WRITTEN PROBLEM
Treat the line containing "Wildlife-tally request: point out every instance of the cloud" as the first line and the final line of the material below as the last; reproduce that range exactly.

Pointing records
========================

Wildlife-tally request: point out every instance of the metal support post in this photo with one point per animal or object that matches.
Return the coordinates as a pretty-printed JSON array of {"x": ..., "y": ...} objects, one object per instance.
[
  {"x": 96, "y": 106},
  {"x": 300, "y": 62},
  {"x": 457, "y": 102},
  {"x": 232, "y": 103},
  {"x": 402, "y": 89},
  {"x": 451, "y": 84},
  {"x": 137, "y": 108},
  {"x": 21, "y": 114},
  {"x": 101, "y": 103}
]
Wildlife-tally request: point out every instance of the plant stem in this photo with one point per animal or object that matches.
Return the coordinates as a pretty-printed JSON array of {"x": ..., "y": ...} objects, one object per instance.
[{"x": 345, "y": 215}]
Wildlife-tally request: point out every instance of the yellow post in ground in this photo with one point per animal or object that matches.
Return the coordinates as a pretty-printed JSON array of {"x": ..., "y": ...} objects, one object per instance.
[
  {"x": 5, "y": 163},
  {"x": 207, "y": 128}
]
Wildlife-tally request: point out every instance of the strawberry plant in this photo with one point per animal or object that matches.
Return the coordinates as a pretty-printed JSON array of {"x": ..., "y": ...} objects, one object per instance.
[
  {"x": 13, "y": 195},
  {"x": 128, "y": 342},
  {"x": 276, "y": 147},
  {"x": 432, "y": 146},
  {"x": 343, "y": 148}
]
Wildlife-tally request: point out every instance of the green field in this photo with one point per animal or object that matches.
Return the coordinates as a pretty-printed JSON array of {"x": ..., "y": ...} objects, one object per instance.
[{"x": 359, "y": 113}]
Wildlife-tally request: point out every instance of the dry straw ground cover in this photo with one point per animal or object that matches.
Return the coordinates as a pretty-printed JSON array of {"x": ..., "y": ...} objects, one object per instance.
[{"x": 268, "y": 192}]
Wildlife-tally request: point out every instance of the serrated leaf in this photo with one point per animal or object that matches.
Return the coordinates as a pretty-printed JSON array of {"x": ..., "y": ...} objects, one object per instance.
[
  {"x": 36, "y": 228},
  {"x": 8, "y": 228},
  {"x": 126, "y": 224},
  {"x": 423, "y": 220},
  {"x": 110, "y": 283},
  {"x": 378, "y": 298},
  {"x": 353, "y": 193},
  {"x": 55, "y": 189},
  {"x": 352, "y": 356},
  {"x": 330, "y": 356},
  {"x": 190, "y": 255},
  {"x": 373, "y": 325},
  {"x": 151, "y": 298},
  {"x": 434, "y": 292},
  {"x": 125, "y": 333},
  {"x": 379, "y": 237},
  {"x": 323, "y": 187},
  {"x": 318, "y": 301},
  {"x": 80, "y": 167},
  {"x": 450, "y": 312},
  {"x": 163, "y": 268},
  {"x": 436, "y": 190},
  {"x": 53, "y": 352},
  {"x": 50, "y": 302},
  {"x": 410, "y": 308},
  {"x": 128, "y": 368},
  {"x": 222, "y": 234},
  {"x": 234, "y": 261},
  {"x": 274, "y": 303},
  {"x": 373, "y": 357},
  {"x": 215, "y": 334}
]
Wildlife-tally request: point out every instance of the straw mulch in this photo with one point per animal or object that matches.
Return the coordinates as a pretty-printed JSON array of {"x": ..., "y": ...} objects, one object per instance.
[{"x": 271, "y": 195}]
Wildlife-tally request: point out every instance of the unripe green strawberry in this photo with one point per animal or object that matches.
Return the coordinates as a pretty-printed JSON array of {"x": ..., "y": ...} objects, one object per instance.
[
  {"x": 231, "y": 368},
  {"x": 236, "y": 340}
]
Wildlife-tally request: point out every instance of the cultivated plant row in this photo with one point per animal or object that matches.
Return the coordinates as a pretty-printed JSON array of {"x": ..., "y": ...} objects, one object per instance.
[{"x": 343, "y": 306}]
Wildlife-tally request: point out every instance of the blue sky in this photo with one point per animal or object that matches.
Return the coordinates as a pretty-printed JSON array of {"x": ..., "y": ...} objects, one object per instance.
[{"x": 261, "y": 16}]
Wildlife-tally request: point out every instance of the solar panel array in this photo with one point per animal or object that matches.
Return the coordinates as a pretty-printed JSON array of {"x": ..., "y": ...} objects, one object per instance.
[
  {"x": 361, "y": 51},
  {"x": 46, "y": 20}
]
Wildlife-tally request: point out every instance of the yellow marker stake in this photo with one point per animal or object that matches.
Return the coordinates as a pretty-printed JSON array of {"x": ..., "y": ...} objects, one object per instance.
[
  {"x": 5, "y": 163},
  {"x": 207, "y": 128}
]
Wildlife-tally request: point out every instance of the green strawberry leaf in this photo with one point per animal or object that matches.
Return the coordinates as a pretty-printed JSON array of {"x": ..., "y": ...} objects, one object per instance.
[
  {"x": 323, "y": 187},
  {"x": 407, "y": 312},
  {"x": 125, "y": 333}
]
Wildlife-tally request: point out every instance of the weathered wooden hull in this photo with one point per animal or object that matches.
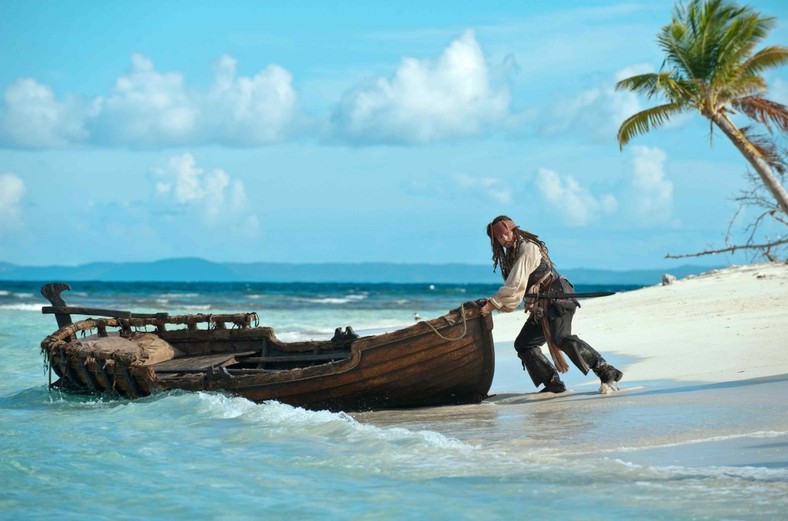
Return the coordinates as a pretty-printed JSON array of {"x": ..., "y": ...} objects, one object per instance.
[{"x": 447, "y": 360}]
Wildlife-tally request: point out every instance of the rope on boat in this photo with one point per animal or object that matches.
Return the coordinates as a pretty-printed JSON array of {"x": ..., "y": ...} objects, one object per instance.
[{"x": 464, "y": 327}]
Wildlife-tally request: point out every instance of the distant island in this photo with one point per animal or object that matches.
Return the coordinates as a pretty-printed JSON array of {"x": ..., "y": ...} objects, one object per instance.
[{"x": 201, "y": 270}]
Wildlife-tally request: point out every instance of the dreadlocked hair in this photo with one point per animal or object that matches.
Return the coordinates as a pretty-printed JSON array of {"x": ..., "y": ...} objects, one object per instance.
[{"x": 504, "y": 258}]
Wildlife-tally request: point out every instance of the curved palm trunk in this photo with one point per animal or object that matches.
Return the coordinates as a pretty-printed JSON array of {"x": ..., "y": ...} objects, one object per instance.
[{"x": 754, "y": 157}]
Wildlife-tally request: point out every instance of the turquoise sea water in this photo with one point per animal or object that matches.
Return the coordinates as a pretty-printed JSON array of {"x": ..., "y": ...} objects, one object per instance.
[{"x": 211, "y": 456}]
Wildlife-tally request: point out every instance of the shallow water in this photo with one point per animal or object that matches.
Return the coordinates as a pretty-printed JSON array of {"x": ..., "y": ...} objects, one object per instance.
[{"x": 653, "y": 451}]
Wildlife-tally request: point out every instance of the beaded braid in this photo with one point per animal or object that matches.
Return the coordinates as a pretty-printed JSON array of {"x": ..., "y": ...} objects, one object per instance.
[{"x": 506, "y": 258}]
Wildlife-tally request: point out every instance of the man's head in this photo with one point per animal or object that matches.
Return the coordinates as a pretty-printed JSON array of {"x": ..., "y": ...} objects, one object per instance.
[{"x": 502, "y": 231}]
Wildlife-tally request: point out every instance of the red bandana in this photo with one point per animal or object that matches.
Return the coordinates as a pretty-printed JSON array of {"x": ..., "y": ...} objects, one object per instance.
[{"x": 501, "y": 227}]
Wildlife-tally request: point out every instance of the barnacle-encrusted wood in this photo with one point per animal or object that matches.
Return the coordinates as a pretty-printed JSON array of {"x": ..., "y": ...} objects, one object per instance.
[{"x": 447, "y": 360}]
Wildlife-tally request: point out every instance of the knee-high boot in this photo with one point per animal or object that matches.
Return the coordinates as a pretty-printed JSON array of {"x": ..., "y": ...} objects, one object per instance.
[{"x": 541, "y": 370}]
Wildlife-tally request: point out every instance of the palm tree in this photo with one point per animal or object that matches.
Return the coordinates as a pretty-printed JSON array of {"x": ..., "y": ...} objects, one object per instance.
[{"x": 711, "y": 66}]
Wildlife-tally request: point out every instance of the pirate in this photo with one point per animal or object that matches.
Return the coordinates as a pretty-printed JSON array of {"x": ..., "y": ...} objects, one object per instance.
[{"x": 528, "y": 272}]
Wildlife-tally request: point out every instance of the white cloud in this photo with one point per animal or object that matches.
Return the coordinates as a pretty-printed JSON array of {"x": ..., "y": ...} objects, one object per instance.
[
  {"x": 596, "y": 112},
  {"x": 217, "y": 199},
  {"x": 250, "y": 110},
  {"x": 490, "y": 187},
  {"x": 425, "y": 101},
  {"x": 570, "y": 201},
  {"x": 34, "y": 118},
  {"x": 652, "y": 191},
  {"x": 12, "y": 189},
  {"x": 146, "y": 108}
]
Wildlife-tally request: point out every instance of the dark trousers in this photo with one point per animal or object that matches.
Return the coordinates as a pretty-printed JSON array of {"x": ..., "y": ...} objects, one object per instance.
[{"x": 559, "y": 321}]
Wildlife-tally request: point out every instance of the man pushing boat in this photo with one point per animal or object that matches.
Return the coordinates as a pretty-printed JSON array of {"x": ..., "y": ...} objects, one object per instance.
[{"x": 529, "y": 274}]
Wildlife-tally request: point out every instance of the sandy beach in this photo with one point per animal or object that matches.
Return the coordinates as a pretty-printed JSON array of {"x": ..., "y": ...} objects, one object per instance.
[{"x": 705, "y": 363}]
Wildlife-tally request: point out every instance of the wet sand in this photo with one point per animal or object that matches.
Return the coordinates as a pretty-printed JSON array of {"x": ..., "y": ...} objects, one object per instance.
[{"x": 705, "y": 364}]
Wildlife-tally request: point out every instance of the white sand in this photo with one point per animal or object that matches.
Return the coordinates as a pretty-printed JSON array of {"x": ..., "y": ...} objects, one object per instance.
[
  {"x": 725, "y": 325},
  {"x": 705, "y": 364}
]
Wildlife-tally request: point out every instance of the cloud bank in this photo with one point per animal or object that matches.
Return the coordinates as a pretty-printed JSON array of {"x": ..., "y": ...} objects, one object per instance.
[{"x": 423, "y": 101}]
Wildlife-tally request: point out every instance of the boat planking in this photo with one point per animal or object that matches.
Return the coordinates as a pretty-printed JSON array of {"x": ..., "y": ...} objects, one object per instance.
[{"x": 448, "y": 360}]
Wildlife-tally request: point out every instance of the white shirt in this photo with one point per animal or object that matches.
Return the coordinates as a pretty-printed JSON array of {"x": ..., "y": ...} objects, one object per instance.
[{"x": 509, "y": 296}]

========================

RESPONSE
Wildlife-tally request: point out every instance of the cloud bank in this photo with one point per animal or object that matches.
Return the coordinates as a pretty-printed JSON array of {"x": ..., "y": ...} objects, one object per instance.
[{"x": 423, "y": 101}]
Wildlife-tally request: point out every instance of the boat planking in this photo with one point per animal or object that matches.
Return the coordinates as a pretty-printed JSON array of {"x": ..., "y": ...} objects, one object per instance.
[{"x": 448, "y": 360}]
Wildlife-tally request: point out every instance of the white shirt in this photo with one point per animal or object that matches.
Return the coordinates as a pretty-printed JSON array of {"x": ..., "y": ...} objects, one object per instance.
[{"x": 509, "y": 296}]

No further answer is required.